» **Dettagli del compito**
Puoi ricopiare tutte le righe qui sotto senza alcuna modifica, lasciando fuori le immagini?

====== Materiale del compito

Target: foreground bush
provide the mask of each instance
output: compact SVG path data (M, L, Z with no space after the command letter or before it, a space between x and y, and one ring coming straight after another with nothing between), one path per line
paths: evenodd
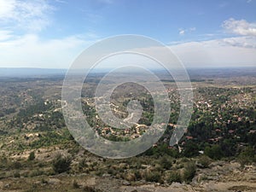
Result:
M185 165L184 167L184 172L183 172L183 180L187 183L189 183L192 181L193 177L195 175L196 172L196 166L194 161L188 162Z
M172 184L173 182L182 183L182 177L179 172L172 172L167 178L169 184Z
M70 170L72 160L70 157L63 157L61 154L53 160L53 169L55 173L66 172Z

============

» **Risultato dell'esercizio**
Target: foreground bush
provide the mask of each instance
output: compact SVG path data (M, L, Z with no space after the command letter or before it, a space between x and y, and one ring coming straight after another with nothing between), one path per line
paths: evenodd
Result:
M185 165L184 167L184 172L183 172L183 180L187 183L189 183L192 181L193 177L195 175L196 172L196 166L194 161L188 162Z
M172 184L173 182L182 183L182 177L179 172L172 172L167 178L169 184Z
M70 170L72 160L70 157L63 157L61 154L53 160L53 169L55 173L66 172Z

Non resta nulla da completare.